Problem requirements: All of the data, word for word and free of pictures, is the expected result.

Data extracts:
--
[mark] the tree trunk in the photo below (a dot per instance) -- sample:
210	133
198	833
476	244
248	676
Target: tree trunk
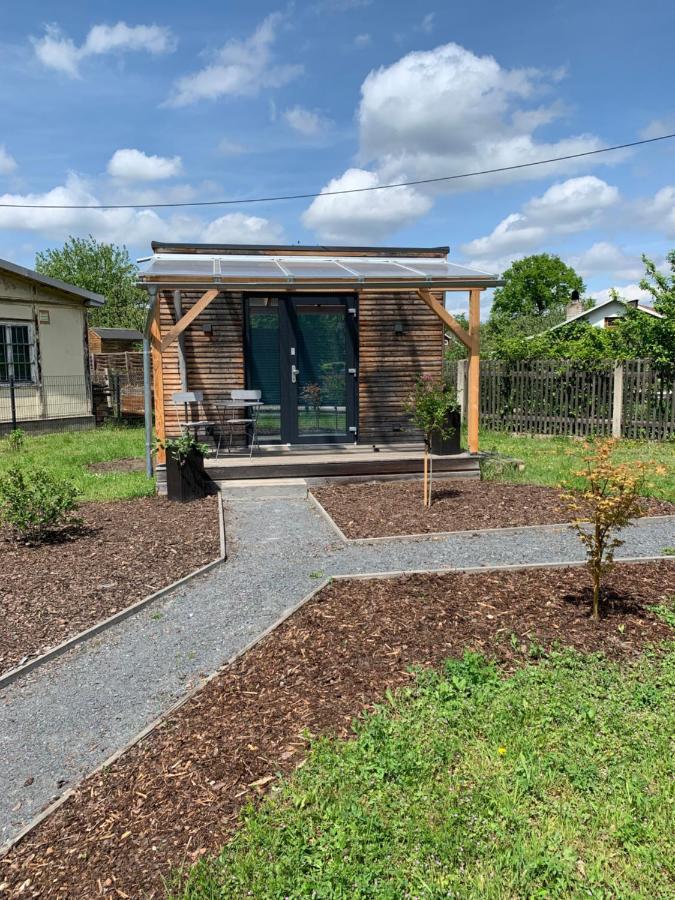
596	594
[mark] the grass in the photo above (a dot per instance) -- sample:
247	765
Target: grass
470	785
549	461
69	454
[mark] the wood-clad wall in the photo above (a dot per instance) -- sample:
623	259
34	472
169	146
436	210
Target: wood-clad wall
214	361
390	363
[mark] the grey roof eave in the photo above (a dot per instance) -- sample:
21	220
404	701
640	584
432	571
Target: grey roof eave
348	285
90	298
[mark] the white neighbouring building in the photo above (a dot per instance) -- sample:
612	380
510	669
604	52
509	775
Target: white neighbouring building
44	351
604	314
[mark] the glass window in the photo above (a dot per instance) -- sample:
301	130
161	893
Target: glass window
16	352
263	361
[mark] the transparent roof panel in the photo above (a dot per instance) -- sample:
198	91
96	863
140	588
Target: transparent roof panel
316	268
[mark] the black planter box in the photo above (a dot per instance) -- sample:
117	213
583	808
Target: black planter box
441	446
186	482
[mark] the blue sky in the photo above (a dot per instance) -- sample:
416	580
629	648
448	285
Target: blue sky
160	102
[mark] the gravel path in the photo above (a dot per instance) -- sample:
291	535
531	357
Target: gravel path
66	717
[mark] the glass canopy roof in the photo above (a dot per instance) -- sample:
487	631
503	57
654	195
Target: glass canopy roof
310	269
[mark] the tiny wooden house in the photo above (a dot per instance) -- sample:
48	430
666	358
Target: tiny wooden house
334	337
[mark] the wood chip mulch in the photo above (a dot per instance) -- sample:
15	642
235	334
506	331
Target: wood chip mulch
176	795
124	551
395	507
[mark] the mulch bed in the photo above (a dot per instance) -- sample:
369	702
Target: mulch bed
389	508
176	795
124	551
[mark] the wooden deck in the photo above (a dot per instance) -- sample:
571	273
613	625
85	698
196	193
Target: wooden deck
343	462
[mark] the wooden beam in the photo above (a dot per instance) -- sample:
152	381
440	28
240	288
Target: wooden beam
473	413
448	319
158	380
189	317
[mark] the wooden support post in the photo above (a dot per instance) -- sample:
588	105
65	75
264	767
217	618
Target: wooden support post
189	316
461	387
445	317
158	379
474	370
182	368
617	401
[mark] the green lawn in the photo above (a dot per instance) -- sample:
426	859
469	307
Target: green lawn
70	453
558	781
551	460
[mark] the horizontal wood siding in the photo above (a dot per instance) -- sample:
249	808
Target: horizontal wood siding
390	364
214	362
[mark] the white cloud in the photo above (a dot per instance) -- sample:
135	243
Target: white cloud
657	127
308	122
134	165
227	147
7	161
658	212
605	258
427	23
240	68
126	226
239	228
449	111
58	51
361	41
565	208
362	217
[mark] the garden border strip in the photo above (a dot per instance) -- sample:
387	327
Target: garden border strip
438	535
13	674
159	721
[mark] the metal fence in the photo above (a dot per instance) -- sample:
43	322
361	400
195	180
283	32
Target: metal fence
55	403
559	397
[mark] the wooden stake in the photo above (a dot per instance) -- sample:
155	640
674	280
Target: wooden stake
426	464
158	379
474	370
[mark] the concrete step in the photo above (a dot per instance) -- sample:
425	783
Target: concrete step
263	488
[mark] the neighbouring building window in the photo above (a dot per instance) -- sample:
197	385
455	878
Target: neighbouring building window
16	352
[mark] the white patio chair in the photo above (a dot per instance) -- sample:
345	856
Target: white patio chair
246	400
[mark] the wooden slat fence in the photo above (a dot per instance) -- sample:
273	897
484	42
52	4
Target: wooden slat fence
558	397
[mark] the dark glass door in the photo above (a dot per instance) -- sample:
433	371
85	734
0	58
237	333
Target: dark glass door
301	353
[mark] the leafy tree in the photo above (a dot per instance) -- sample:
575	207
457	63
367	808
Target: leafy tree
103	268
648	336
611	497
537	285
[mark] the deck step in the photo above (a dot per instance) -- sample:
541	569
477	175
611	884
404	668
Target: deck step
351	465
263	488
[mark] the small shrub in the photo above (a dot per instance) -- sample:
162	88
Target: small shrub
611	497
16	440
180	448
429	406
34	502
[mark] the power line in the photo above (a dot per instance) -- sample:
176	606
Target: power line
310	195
--
Written solution:
[mark] the tree trunk in the photo below (a dot per instance) -- sample:
210	133
198	833
476	244
248	676
Target: tree trunk
596	594
[mark] the grass in the photo above (a dot per instance) -- sample:
247	765
Target: grass
470	785
549	461
69	454
[mark] the wood-clad wall in the photo above (a dot per instance) -- sample:
623	259
34	472
169	146
436	210
Target: wood-clad wall
214	361
390	363
[mark] the grey roof eave in the photo above (a dot per instance) -- sample:
21	220
404	701
640	584
432	571
Target: grey roof eave
348	285
90	298
[mark] the white neighbouring building in the photo above (a dot per instance) -- sample:
612	380
510	669
604	52
509	775
Target: white neighbouring building
44	351
604	314
[mark] the glass window in the photo above (a dot per instance) -- sample:
301	130
161	893
Target: glass window
16	352
263	361
[mark] the transparent roof panel in the photo above (a dot per instance) -- sample:
198	91
96	863
140	588
Target: transparent roof panel
316	268
[mark] the black planter box in the photo above (a dot per instance) -- sample:
117	213
583	808
Target: black planter box
441	446
186	482
[mark] the blue sky in the photo above (a dot per instance) -- sample:
416	580
629	648
448	285
Target: blue sky
160	102
[mark] the gravel path in the photo above (a dot per instance) -- sample:
291	535
531	357
Target: gravel path
66	717
[mark] the glass canopy roof in the photo above (a dot per instance) -- sample:
487	631
503	57
654	195
Target: glass canopy roof
310	269
[mark] the tiny wooden house in the photo above (a dot per instance) -- sample:
48	430
666	358
Target: tiny wooden house
334	337
[mark] the wood chip mulch in the photo above (a dot per instance) -- sample:
15	642
235	334
506	331
Target: wood chip mulch
176	795
124	551
395	507
[mark] the mulch bed in the photo above (a dot per instance) -- sample:
369	702
Target: mulch bed
389	508
176	795
124	551
[mark] the wooden deck in the photo above (a dot per instance) -- sample:
571	273
613	625
85	698
196	193
Target: wooden deck
343	462
[mark] the wooden beam in the photo above (a dot per instance) -- sample:
152	381
440	28
240	288
Target: wooden beam
473	413
448	319
158	380
189	317
[mark] the wooden support post in the photo above (a dot per instance) -- sample:
588	105
65	75
264	767
217	618
Target: wooden support post
189	316
461	387
445	317
158	379
474	370
182	368
617	401
[mark] the green lawn in the photo above (a dot per instance) -- sample:
426	859
469	307
Target: green lawn
70	453
558	781
551	460
[mark] the horizontal wood siding in the photo above (a dot per instance) -- sample:
249	808
Target: horizontal wood siding
390	364
214	362
[mark] the white cloud in the photo above (a dot per instance) -- sample:
135	243
Target: white cloud
657	127
308	122
134	165
227	147
7	161
658	212
605	258
427	23
240	68
126	226
239	228
449	111
58	51
361	41
565	208
362	217
[mark] the garden border strip in the photo above (a dot per instance) -- sample:
387	327
Target: garden border strip
438	535
13	674
159	721
[mark] the metal fence in the photo above (a dot per instance) -- sample:
43	322
361	400
195	180
283	32
Target: metal fence
55	403
559	397
[mark] the wooden stake in the photo above (a dot per instance) -- sample:
155	640
674	280
Target: wooden stake
426	464
158	379
474	370
[mark] the concrete step in the photo above (a dot per instance) -- sample:
425	783
Target: concrete step
263	488
[mark] the neighbouring building window in the photo above (a dot per instance) -- sample:
197	385
455	878
Target: neighbouring building window
16	352
[mark] the white patio chair in the photo above (a dot per instance) -- sample:
345	856
Target: white patio chair
246	400
[mark] the wooden slat fence in the photo above (a dot per instance) -- sample:
273	897
484	42
52	4
Target: wooden slat fence
558	397
[mark] the dark glass door in the photo above (a dot per instance) -- sample:
433	371
85	734
0	58
237	333
Target: dark glass door
301	353
[mark] the leafy tree in the photo above (a dot per instance) -- sample:
575	207
457	63
367	808
Target: leafy tree
103	268
648	336
611	497
537	285
[mark] the deck step in the photo above (a dot per instance) -- sample:
541	569
477	175
611	884
404	668
Target: deck step
351	465
263	488
[mark] the small shrub in the photo above (a dot per instance) -- sample:
162	88
Target: small shrub
611	497
16	440
180	448
429	406
34	502
[mark] the power line in the photo above (a dot per instance) -- sample:
176	606
Target: power line
310	195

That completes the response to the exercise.